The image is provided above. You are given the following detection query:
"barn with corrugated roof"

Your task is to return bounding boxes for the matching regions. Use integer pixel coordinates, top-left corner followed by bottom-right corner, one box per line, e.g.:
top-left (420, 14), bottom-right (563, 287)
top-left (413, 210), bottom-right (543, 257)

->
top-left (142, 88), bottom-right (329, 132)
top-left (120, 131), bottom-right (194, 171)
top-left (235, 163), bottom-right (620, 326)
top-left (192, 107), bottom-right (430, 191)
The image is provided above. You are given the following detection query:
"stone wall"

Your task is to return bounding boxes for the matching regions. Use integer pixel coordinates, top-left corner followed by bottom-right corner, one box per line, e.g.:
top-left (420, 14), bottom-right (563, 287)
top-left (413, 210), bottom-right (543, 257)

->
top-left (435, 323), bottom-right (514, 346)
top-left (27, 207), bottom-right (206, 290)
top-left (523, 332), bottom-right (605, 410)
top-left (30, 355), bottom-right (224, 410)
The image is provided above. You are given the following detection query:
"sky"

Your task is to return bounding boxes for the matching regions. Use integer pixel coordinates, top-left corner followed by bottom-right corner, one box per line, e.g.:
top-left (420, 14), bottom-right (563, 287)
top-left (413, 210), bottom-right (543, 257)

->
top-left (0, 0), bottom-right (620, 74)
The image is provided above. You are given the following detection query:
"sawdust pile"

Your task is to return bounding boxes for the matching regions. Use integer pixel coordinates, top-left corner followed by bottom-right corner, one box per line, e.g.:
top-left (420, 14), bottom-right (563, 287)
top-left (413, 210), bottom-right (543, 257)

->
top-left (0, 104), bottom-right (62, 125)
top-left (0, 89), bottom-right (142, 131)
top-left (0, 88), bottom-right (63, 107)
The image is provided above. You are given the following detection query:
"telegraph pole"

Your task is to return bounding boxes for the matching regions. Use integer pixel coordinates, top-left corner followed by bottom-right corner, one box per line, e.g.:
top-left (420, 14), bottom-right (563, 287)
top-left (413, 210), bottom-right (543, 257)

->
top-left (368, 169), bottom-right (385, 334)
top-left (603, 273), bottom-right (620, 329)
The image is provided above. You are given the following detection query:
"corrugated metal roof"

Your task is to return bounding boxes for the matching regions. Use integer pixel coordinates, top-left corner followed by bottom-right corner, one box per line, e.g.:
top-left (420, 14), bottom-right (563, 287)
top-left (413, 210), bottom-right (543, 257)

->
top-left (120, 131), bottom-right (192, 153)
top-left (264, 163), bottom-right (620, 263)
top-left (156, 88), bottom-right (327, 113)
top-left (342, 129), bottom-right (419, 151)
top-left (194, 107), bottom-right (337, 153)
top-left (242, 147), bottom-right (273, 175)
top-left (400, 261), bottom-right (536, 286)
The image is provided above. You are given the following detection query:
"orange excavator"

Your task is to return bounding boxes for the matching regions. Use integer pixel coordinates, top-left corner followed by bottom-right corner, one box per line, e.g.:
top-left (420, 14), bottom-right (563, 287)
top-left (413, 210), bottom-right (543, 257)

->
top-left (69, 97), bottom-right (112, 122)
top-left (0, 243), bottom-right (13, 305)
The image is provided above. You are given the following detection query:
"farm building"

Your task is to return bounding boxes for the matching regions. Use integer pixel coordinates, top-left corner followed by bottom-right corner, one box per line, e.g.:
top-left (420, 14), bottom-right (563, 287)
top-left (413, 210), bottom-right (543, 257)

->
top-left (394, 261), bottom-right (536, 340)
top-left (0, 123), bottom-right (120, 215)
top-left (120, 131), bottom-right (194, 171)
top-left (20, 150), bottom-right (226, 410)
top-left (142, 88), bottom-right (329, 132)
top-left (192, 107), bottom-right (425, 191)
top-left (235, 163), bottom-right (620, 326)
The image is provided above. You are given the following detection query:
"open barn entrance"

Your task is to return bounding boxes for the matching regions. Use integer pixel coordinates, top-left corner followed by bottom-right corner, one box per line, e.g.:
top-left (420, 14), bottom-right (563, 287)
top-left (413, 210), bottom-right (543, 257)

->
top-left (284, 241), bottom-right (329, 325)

::::

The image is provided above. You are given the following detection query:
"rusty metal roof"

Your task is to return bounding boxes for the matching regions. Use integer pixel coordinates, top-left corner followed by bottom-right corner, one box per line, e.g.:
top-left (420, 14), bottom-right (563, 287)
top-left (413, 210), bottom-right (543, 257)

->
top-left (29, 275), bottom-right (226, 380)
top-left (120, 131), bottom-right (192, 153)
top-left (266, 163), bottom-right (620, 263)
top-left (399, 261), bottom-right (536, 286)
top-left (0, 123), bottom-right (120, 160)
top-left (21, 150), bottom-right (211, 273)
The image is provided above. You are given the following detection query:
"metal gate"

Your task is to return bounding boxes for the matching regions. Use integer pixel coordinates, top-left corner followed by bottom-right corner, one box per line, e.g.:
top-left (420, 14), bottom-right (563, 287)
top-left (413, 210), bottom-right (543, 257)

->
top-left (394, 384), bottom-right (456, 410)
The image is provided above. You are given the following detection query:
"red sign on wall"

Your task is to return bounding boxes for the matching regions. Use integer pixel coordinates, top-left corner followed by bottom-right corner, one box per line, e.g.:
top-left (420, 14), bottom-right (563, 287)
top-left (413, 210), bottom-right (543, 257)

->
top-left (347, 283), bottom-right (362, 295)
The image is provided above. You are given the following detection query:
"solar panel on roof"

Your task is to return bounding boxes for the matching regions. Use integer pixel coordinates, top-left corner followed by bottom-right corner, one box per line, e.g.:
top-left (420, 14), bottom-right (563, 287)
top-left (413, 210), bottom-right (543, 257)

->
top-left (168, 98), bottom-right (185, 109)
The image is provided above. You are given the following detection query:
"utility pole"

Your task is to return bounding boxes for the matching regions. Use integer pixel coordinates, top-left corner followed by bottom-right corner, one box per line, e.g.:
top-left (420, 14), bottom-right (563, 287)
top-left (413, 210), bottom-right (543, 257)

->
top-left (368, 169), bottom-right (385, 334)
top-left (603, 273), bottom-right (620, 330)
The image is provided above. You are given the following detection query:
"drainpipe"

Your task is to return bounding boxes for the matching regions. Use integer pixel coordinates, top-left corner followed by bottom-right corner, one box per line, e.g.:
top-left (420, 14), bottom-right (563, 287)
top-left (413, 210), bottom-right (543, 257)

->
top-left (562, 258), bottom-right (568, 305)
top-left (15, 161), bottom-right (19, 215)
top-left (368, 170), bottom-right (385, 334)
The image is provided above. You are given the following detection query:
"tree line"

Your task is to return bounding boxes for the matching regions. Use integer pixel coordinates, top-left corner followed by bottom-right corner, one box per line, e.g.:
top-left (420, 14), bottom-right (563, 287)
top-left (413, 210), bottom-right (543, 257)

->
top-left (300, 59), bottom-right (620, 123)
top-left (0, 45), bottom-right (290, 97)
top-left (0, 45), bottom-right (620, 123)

::::

**WORK REQUIRED:** Show each line in the items above that contains the word "metal", copying it in full.

**TASK RESPONSE:**
"corrugated metal roof"
"rusty metal roof"
"metal gate"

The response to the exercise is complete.